** start DATA **

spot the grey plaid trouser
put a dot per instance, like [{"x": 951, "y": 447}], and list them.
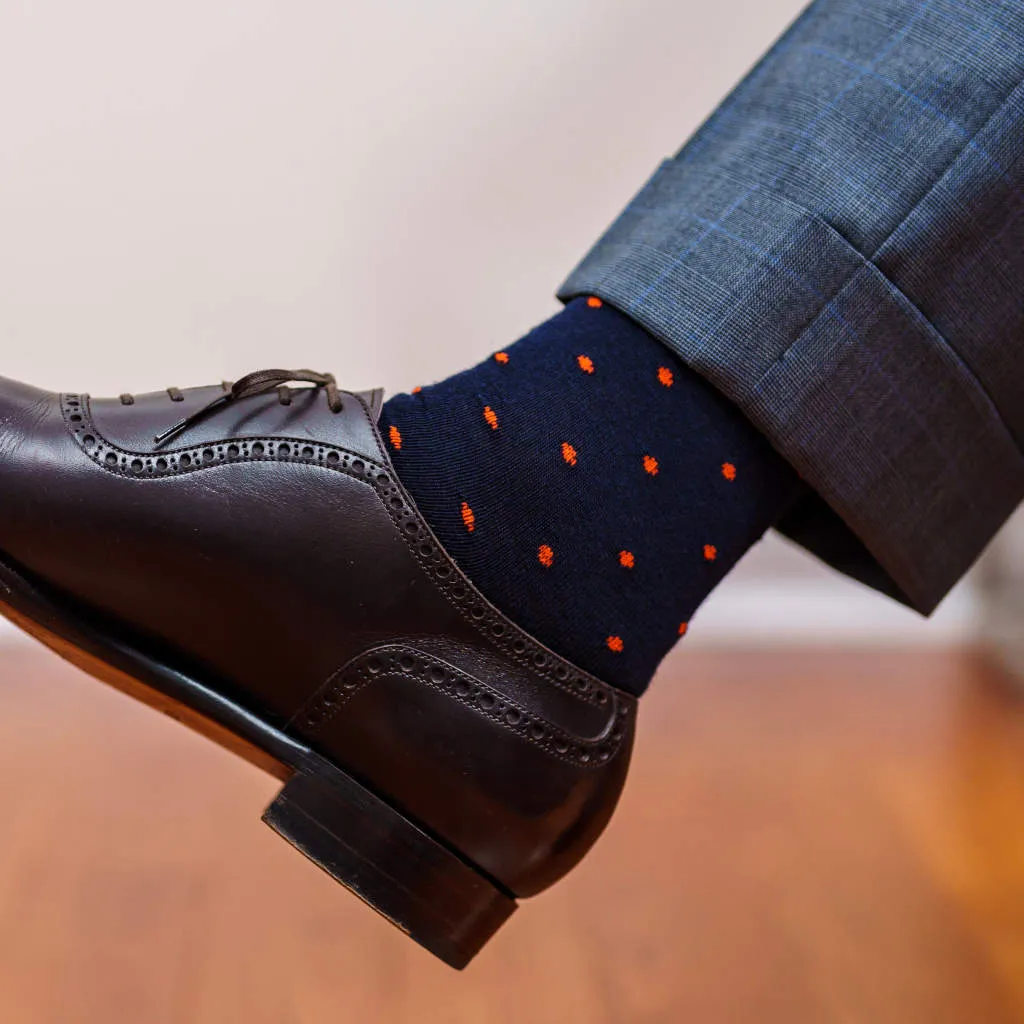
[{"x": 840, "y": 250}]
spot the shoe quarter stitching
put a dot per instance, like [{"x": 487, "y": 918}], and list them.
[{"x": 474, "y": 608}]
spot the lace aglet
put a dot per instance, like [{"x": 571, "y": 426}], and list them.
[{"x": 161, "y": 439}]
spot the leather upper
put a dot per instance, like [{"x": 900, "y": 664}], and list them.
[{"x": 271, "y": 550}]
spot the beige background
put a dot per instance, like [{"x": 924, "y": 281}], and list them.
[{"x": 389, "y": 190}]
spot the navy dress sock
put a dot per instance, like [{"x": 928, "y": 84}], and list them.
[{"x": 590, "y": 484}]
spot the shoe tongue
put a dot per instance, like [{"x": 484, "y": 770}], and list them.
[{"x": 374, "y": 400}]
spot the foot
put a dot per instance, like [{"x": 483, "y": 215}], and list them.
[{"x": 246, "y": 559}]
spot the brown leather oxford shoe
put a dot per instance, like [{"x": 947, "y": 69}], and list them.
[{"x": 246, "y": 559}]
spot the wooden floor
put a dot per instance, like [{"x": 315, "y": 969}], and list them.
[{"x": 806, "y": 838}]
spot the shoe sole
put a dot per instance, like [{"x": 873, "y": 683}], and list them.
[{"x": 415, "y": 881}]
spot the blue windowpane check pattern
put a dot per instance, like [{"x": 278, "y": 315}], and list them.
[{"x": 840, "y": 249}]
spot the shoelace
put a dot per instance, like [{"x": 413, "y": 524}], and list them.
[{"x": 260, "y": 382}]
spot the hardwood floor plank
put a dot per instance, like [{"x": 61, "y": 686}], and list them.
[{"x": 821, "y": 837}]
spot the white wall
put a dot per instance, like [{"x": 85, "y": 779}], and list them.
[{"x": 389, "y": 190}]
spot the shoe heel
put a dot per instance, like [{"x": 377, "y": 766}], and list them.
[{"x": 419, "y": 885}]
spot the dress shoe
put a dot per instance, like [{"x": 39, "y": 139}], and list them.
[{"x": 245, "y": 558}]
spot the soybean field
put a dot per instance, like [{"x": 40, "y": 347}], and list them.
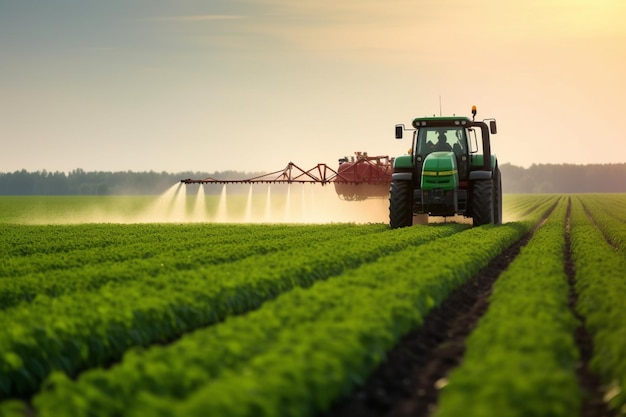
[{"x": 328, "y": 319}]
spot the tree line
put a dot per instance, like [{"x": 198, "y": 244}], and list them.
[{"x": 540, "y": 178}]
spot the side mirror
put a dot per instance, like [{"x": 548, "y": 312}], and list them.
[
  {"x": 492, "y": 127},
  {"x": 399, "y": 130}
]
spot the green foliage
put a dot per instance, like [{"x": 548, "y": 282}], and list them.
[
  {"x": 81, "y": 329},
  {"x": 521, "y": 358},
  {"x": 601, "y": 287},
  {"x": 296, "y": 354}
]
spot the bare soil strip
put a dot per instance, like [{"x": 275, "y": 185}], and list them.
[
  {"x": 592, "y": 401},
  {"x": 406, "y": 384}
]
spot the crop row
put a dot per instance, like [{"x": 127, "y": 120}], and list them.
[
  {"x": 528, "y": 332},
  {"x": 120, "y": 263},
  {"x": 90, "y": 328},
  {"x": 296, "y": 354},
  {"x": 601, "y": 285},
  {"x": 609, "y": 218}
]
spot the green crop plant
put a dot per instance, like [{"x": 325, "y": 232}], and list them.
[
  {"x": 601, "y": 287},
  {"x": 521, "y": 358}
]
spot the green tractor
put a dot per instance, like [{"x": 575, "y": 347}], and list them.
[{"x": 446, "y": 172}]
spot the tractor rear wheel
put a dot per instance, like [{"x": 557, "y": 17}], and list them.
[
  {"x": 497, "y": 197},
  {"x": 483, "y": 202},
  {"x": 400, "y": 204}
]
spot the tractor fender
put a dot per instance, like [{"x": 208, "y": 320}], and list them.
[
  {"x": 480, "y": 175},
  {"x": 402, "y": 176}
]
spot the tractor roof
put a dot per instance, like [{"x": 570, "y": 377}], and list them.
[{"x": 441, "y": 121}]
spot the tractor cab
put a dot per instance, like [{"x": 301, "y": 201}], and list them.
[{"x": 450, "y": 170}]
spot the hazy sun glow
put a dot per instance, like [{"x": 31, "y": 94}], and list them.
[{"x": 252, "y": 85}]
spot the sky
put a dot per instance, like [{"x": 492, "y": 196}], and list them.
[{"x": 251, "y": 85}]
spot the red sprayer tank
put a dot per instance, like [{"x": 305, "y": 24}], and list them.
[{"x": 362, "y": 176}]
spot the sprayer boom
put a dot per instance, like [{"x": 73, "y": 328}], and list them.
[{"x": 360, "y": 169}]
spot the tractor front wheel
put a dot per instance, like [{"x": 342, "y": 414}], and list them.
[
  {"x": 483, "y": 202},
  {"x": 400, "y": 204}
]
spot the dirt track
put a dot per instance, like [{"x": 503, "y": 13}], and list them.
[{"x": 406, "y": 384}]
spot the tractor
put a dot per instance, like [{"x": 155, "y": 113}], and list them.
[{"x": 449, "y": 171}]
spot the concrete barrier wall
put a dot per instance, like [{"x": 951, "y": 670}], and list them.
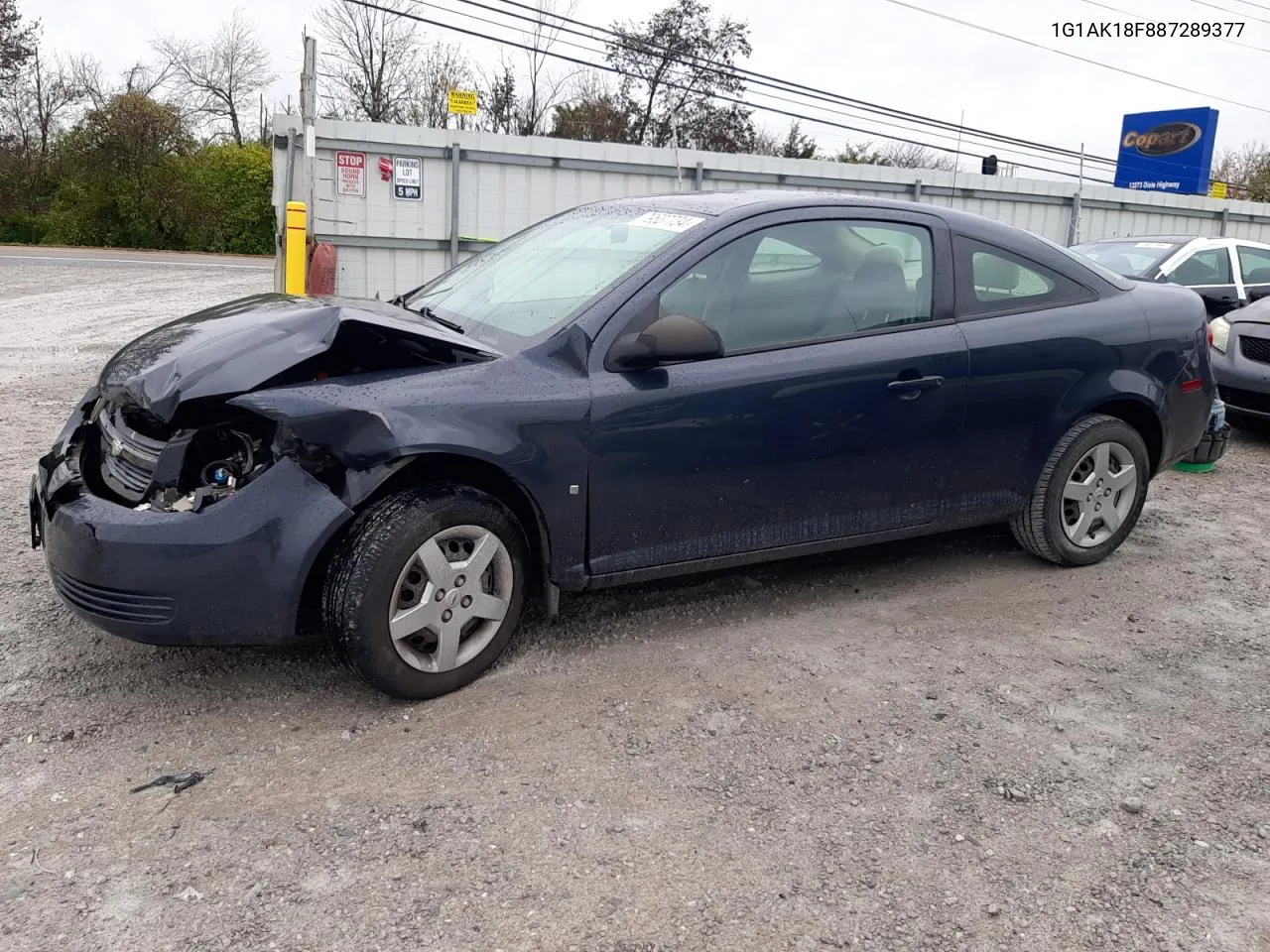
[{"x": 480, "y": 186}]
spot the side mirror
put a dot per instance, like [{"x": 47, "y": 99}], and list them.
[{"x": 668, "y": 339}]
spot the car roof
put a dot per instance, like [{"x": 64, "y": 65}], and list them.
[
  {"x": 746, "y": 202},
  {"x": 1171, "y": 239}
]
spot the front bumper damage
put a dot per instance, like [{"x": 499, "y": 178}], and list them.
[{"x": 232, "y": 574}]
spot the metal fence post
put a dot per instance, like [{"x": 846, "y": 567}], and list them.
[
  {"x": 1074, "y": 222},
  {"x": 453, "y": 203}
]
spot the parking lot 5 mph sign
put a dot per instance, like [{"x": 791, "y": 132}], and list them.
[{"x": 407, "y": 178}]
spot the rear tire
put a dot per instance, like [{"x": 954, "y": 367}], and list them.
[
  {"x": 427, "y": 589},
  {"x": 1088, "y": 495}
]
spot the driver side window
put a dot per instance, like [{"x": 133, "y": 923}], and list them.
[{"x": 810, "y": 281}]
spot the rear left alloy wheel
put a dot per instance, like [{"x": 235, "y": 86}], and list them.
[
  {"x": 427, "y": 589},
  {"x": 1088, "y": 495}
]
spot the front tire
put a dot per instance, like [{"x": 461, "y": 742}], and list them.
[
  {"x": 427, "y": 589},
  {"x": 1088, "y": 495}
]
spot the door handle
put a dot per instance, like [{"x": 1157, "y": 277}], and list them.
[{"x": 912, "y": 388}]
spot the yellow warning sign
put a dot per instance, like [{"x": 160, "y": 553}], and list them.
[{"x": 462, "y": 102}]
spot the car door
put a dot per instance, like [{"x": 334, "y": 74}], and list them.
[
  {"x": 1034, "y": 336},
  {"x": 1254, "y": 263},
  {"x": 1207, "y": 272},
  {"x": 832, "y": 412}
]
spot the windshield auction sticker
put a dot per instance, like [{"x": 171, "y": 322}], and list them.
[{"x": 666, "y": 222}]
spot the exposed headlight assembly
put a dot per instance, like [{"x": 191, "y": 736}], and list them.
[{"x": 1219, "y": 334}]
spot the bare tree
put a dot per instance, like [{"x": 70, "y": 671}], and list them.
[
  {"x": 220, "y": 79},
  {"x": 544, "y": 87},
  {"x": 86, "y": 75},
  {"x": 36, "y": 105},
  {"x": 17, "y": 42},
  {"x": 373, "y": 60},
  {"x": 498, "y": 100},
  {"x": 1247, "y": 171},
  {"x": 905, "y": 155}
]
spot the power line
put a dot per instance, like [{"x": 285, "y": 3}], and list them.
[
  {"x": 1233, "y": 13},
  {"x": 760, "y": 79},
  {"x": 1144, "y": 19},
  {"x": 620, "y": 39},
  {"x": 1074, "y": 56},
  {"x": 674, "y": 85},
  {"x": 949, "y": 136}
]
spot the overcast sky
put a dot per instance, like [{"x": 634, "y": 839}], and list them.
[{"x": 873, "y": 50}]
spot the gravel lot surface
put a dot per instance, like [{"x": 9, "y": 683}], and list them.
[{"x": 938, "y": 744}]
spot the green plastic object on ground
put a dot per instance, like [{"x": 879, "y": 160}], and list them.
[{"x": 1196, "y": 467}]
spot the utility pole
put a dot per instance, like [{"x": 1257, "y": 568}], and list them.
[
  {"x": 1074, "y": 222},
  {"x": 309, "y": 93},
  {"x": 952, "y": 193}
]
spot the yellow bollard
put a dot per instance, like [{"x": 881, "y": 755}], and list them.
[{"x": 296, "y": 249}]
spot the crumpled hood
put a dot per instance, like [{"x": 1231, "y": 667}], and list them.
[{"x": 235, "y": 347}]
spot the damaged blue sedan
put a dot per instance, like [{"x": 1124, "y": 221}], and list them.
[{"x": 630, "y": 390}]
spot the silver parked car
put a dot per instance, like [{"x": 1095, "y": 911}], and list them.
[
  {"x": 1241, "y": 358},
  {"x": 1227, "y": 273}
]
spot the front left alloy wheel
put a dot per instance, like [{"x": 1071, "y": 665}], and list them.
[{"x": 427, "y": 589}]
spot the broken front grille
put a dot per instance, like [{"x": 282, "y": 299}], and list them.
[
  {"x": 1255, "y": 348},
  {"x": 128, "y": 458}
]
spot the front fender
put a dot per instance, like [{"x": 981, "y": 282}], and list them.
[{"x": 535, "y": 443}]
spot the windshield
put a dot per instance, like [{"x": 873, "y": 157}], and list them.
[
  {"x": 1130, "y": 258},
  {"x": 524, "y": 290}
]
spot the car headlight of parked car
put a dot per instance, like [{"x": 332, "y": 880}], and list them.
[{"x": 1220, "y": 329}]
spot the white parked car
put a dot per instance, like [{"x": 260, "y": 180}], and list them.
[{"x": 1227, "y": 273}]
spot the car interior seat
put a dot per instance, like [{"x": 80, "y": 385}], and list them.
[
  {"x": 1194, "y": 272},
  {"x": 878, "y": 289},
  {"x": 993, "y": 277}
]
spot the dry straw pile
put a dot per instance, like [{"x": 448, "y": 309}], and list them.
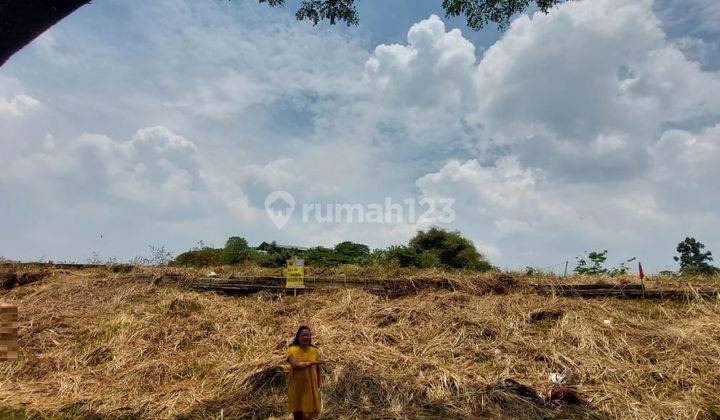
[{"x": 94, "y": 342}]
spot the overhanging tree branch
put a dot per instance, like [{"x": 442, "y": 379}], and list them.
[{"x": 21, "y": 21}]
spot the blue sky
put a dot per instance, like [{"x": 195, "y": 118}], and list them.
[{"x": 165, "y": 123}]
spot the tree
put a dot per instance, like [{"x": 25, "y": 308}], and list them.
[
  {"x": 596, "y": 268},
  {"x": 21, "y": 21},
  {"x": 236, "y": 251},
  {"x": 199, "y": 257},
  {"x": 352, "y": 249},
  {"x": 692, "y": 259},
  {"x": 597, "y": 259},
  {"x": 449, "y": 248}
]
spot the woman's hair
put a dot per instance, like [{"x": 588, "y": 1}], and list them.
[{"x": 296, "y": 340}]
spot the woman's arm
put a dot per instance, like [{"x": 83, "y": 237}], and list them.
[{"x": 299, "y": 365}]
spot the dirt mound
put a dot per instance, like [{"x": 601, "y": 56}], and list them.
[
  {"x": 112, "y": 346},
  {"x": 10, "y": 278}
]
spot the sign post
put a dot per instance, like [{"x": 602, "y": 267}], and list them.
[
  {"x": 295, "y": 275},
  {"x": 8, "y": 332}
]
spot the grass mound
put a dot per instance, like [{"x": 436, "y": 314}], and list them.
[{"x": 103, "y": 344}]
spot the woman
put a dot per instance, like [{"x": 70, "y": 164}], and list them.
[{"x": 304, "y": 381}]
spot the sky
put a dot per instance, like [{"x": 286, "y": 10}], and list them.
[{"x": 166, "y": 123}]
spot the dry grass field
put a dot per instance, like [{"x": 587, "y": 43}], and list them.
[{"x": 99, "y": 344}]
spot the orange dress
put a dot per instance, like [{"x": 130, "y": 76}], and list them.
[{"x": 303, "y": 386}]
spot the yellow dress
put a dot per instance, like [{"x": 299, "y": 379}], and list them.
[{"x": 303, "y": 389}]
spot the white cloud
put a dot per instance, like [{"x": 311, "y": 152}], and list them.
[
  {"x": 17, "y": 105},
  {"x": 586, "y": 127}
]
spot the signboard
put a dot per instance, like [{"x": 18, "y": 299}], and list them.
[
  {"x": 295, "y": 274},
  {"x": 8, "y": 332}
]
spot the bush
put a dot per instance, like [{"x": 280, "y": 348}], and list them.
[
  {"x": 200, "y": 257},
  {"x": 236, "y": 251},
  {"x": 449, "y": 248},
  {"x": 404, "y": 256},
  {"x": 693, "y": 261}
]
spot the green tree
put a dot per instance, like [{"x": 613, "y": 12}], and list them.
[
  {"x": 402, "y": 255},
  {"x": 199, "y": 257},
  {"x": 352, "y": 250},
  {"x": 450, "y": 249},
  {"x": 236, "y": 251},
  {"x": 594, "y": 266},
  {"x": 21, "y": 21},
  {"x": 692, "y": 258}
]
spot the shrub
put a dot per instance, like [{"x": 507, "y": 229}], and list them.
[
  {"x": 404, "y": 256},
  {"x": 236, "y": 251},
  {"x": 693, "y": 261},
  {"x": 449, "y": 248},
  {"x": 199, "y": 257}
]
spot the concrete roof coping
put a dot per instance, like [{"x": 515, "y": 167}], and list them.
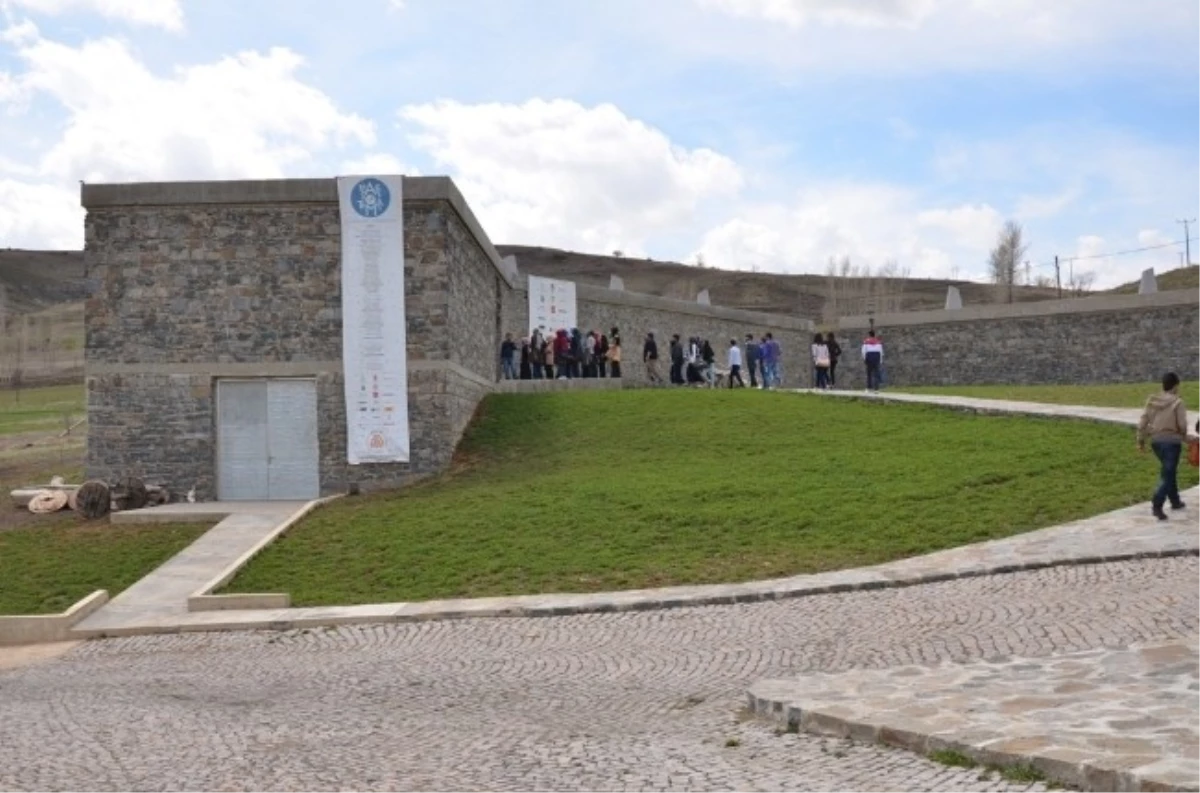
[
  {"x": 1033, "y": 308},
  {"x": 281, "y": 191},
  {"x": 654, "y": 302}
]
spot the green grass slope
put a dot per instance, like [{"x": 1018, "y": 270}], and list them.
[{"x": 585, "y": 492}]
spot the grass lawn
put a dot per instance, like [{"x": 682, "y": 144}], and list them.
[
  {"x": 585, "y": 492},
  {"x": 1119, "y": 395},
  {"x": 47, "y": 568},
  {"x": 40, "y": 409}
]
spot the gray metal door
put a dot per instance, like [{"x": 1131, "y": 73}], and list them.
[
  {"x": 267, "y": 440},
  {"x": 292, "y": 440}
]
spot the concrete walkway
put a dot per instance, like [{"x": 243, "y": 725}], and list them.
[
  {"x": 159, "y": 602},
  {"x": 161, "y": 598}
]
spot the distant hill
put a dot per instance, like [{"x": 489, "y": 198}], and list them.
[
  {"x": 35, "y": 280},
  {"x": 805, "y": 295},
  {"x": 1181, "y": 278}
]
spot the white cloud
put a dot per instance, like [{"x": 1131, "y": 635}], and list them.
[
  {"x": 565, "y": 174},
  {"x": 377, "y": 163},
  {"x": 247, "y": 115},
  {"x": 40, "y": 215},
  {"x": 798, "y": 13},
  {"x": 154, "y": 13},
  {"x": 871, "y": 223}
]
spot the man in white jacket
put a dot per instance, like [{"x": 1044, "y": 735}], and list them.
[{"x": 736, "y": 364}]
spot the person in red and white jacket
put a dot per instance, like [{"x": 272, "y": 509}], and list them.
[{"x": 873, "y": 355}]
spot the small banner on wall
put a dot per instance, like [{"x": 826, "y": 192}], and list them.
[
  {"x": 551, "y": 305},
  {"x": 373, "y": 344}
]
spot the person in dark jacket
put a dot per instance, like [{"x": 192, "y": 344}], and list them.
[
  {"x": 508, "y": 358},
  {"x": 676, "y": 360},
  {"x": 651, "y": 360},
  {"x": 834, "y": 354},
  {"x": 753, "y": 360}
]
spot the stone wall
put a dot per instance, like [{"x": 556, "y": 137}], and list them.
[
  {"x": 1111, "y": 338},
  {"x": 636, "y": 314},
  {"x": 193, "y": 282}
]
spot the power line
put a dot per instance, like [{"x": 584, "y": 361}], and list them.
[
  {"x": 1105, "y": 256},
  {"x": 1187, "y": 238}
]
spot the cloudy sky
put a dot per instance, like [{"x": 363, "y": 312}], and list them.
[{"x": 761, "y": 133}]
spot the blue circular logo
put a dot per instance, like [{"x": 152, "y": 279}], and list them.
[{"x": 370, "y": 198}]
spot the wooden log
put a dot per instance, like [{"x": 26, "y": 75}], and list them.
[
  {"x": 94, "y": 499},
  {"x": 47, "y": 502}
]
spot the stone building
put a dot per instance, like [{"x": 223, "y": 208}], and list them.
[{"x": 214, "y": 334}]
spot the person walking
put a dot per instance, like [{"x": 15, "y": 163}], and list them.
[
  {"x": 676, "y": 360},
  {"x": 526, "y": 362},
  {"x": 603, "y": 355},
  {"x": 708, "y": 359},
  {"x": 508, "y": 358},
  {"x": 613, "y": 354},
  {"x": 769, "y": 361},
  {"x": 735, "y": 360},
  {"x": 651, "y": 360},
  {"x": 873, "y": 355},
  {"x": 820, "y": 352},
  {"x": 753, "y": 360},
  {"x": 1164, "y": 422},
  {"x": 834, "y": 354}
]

** end DATA **

Every line from the one containing "spot the cloudy sky" through the end of the data must be repeated exactly, and no other line.

--- RESPONSE BELOW ---
spot the cloudy sky
put a dot per instance, like [{"x": 363, "y": 312}], and list them.
[{"x": 761, "y": 133}]
spot the blue circular logo
put a dot per instance, like [{"x": 152, "y": 279}], and list them.
[{"x": 370, "y": 198}]
spot the wooden log
put a dot per instance, like [{"x": 26, "y": 75}], and list them.
[
  {"x": 94, "y": 499},
  {"x": 47, "y": 502}
]
spot the stone building
put a dot per instance, like [{"x": 223, "y": 208}], and list them.
[{"x": 214, "y": 334}]
spot the person walking
put a dot per instance, like [{"x": 15, "y": 163}], and list them.
[
  {"x": 676, "y": 360},
  {"x": 526, "y": 362},
  {"x": 603, "y": 355},
  {"x": 708, "y": 359},
  {"x": 508, "y": 358},
  {"x": 613, "y": 354},
  {"x": 769, "y": 361},
  {"x": 735, "y": 360},
  {"x": 651, "y": 360},
  {"x": 873, "y": 355},
  {"x": 820, "y": 352},
  {"x": 753, "y": 360},
  {"x": 1164, "y": 422},
  {"x": 834, "y": 354}
]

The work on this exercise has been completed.